[prompt-clustering] Copilot agent prompt clustering — 2026-05-18 #33017

2026-05-18T11:30:46Z

github-actions[bot]
Bot May 18, 2026

Summary

Analysis window: PRs created since 2026-04-18 (last 30 days)
PRs analyzed: 1104
Clusters identified: 8 (silhouette=0.043 on cosine TF-IDF)
Overall merge rate: 79.4%
Top cluster: C4 — CI job-failure fixes (224 PRs, 78% merged)
Best merge rate: C6 — Address-review-comments tasks (94%) · Worst: C1 — WIP / planning-stage runs (46%)

Cluster sizes

Key findings

Three task families dominate the queue. CI job-failure fixes (C4, 20%), prompt/experiment tuning (C7, 18%), and new-feature / docs work (C0, 17%) account for 55% of all copilot PRs in the window.
Review-comment follow-ups merge the most reliably (94%). Tasks where a human asks the agent to address PR review comments are the highest-yield workflow — short turnaround (avg 4.5 commits, 4.8 review threads) with the cleanest success signal.
WIP / planning-stage prompts under-perform (46% merged). Cluster C1 contains PRs with auto-generated titles like [WIP] Fix failing GitHub Actions job <name> where the agent has only produced an empty plan/progress description before being abandoned. Half of them never reach merge — strong indicator they should be filtered out of merge-rate dashboards or expanded before being assigned.
AWF / firewall / MCP bumps are the most expensive (avg 83 files changed, 940 additions, 1080 deletions) and the second-lowest success rate (66%). These are bulk regeneration PRs — when they fail it's usually because the bump landed on a stale baseline.
Bug-fix cluster (C2) needs the most iterations (4.9 commits/PR) but achieves a strong 86% merge rate — the agent is willing to keep working until the behavior is right.

Cluster sizes & merge rates

Cluster	Theme	Size	Merge %	Avg commits	Avg files	Top terms
C4	CI job-failure fixes	224	78%	2.7	20.2	job, failure, failing, cli, files, cause
C7	Prompt tuning & experiments	200	84%	3.0	17.0	prompt, run, experiment, file, token, output
C0	New features & docs	189	78%	4.0	24.1	new, adds, feature, model, shared, guidance
C2	Bug fixes & behavior changes	173	86%	4.9	20.9	bug, behavior, coverage, path, updated, change
C5	AWF / MCP / firewall bumps	116	66%	3.7	82.8	awf, mcp, version, config, gateway, default
C6	Address-review-comments tasks	101	94%	4.5	19.7	comments, review comments, review, silently, run, comment
C3	Merge-main & recompile chores	75	75%	6.0	60.7	recompile, merge, merge main, main recompile, main, run
C1	WIP / planning-stage runs	26	46%	2.2	29.7	asking, asking work, form plan, work started, plan progress, started description

2-D projection

Truncated-SVD projection of the TF-IDF matrix. Cohesion is loose (silhouette ≈ 0.04 — typical for short technical text), but the eight families are distinguishable by their top-term centroids rather than by visual separation.

- **PROVIDED MATERIAL**
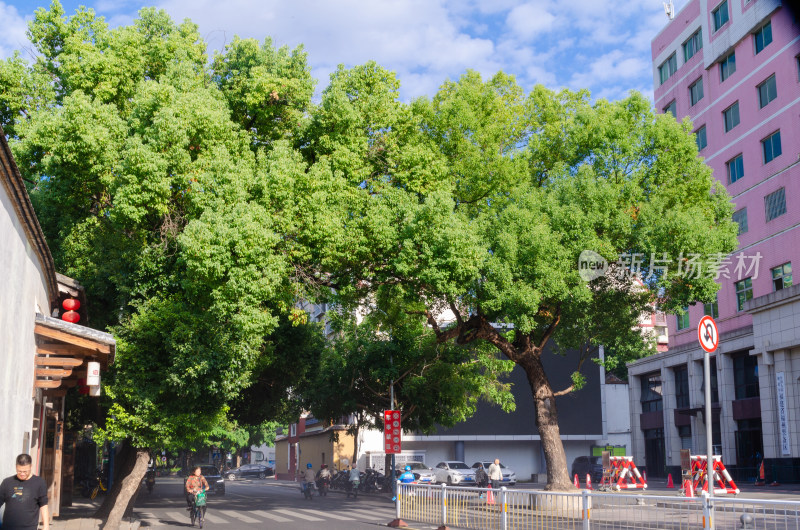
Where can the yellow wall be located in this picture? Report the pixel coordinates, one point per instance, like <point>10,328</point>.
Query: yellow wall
<point>281,456</point>
<point>313,446</point>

- **PROBLEM**
Answer these questions from the clustering report:
(a) How many PRs were analyzed?
(b) What average number of commits per PR does the bug-fix cluster (C2) need?
(c) According to the 2-D projection section, what makes the eight families distinguishable?
The material comes from a different source than the clustering report.

- **RESPONSE TO THIS TASK**
(a) 1104
(b) 4.9
(c) Their top-term centroids, not visual separation